LCB: Mamadou Sakho / Daniel Agger

B/R’s Karl Matchett has more on why a three-man defence could be the way to go at Anfield, but a key reason is that the Reds now have a plethora of options in central defence to choose from, and summer signing Mamadou Sakho is one of them.

A nervous debut at Swansea City has been followed up by two solid performances in the league, and with each passing game Sakho is starting to justify both the hype he had as a prospect at Paris Saint-Germain and his £15 million price tag.

With him continuing his imperious form with an impressive set of defensive attributes, vice-captain Daniel Agger will have to bide his time before returning to the starting XI.

 

CD / SW: Martin Skrtel / Daniel Agger

It could well be that Agger could make his return to the starting XI in a central sweeper role, but Martin Skrtel’s impressive form in the heart of the three-man defence right now means that may take a while to happen.

Martin Skrtel’s performance against Manchester United in the second league game of the season turned out to be the start of a very encouraging upturn in form, and his no-nonsense brand of defending will continue to be important to the Reds’ fortunes.

 

RWB: Glen Johnson / Raheem Sterling / Jordan Henderson

With Glen Johnson injured for at least another few weeks, Brendan Rodgers has been using Jordan Henderson as a right wing-back in his 3-4-1-2 formation.

Lucas’ suspension, however, may change the first-team setup a bit, and perhaps for the better.

We’ll touch on what we think could be a useful role for Henderson in a few slides.

But we posit that young winger Raheem Sterling could be an interesting experiment in a slightly more defensive starting position, given his pace, work rate, surprising upper body strength, and well-known penchant for bombing down the flanks.

Given a few more weeks for the rest of the team to settle into this formation, however, when Johnson—a player tailor-made for a wing-back role—makes his first-team return, that’s when things could well and truly become exciting.

 

LWB: Jose Enrique / Glen Johnson

Jose Enrique is a player capable of two extremes: the brilliant and the downright frustrating, such are his attributes as a left full/wing-back.

His defensive qualities, barring a very apt use of his size and strength, are at times suspect (especially his positioning), while his crossing, shooting and decision-making leave much to be desired. But it’s no doubt that he offers a useful outlet on the overlap and a valuable contributor tracking back.

Source material.

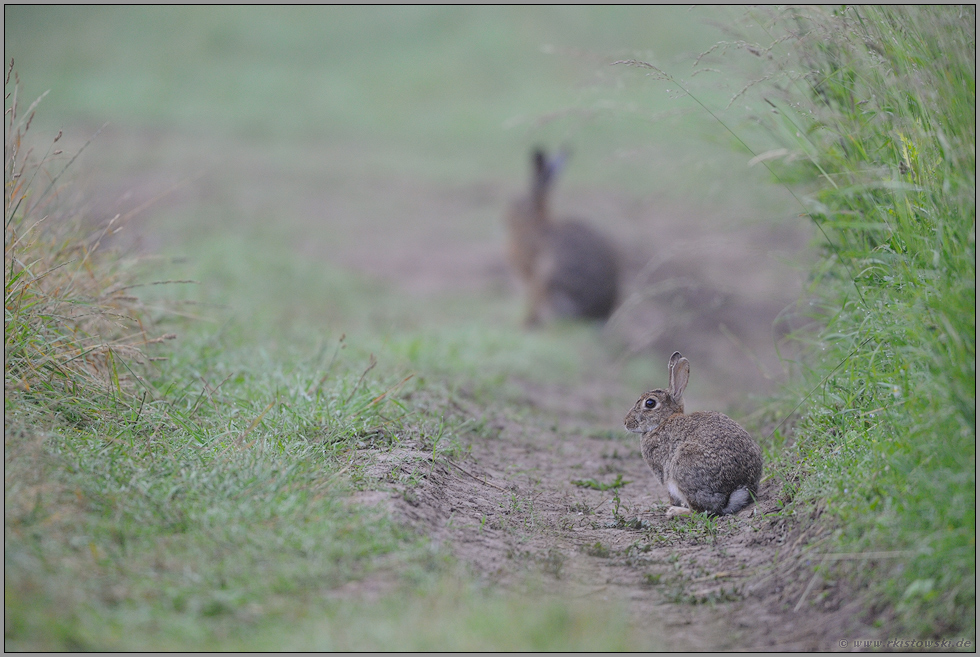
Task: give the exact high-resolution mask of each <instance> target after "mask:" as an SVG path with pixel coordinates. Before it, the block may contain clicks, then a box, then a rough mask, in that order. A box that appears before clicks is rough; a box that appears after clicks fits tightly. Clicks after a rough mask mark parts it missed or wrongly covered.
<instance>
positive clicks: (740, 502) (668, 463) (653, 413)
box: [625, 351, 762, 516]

Directive 1. According to the Liverpool defense lineup text, what was Mamadou Sakho's price tag?
Directive 2. Pick up the Liverpool defense lineup text after its last sentence and keep writing in the same style.

Task output 1. £15 million.

Task output 2.
This is why a three-man defence, with Mamadou Sakho being another man supporting him from behind, could be the key to unlocking Enrique’s finest form.

Johnson, on the other hand, showed himself to be a more than competent left-back—in some quarters one of the league’s best—when standing in last term, but will only be moved over if other options on the right flank don’t work out.

 

CM: Steven Gerrard

Whisper it quietly, but though he delivered the corner that Daniel Sturridge turned in for Liverpool’s first goal against Sunderland on Saturday and the breathtaking diagonal pass to send Sturridge on his way for his side’s second, Steven Gerrard has been far from his best form this season.

How much this has to do with Lucas’ underwhelming form beside him, or with his own ageing years, we’ll leave for another debate.

But for the purposes of this article, we’ll assume that in the context of Liverpool’s young team and Brendan Rodgers’ inexperienced side, the club captain remains indispensable at the moment.

With a more energetic and positionally smart central/defensive midfielder beside him, Gerrard could rediscover his playmaking form of old, dictating matches week in, week out.

If anything, his set-piece prowess still sets him out as one of the Premier League’s finest in that regard.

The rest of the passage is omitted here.